Reading passage: Begin
Covidien plc. , a leading health care products company, recently announced a 16% hike in its quarterly dividend to 26 cents from the prior payout of 22.5 cents. This raises the annual dividend to $1.04 per share from 90 cents per share. The revised quarterly dividend is payable on November 5, 2012, to shareholders of record as on October 11, 2012.
The dividend hike reflects Covidien’s commitment to deliver incremental returns to investors leveraging a solid free cash flow and strong earnings. The company’s previous dividend increase was in October 2011, when it raised the quarterly payout by 12.5% to 22.5 cents a share from 20 cents.
Recently, Covidien raised its commitment to return more than 50% of its free cash flow (earlier 25% — 40%) to its shareholders via dividends and share repurchases. In the last one year, the company has returned almost 83% of its free cash flow to its shareholders, which is well above the targeted value.
Covidien has a strong liquidity position to support the dividend increase as well as the higher payout ratio. The company ended the third quarter of fiscal 2012 with cash and cash equivalents of $1,935 million. It also generated $1,637 million in cash from operations in the last nine months.
Reading passage: End
Excerpted data: Begin
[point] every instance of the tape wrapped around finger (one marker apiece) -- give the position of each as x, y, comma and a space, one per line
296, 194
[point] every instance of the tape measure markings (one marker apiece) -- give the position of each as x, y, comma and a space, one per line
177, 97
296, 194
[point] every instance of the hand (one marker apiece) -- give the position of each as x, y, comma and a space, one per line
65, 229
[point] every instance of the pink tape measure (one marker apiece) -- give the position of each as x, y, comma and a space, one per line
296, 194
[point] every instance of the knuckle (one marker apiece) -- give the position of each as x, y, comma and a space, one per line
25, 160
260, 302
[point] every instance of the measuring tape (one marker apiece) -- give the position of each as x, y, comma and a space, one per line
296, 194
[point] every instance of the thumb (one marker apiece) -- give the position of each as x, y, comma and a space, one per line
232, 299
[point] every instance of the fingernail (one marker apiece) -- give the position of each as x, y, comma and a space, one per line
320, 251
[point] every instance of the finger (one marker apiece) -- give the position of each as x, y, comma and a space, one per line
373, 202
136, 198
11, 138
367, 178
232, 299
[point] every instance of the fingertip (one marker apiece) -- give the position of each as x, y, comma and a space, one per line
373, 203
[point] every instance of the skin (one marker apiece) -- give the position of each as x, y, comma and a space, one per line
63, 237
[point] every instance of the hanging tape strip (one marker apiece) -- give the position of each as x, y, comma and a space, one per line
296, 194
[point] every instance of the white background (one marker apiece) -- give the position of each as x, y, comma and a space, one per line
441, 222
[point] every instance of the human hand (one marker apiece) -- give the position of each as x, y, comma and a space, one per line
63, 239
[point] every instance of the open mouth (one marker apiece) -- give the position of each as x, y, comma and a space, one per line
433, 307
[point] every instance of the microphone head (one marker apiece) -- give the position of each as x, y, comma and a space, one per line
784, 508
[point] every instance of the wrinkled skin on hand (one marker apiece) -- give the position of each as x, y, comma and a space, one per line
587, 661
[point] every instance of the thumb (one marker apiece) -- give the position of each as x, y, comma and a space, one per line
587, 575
Excerpted data: End
## Required tasks
(1) List every percentage figure in the Covidien dividend article.
(2) Return the passage of the Covidien dividend article starting at "Covidien has a" and ending at "last nine months.", copied word for word.

## Answer set
(1) 16%, 12.5%, 50%, 25%, 40%, 83%

(2)
Covidien has a strong liquidity position to support the dividend increase as well as the higher payout ratio. The company ended the third quarter of fiscal 2012 with cash and cash equivalents of $1,935 million. It also generated $1,637 million in cash from operations in the last nine months.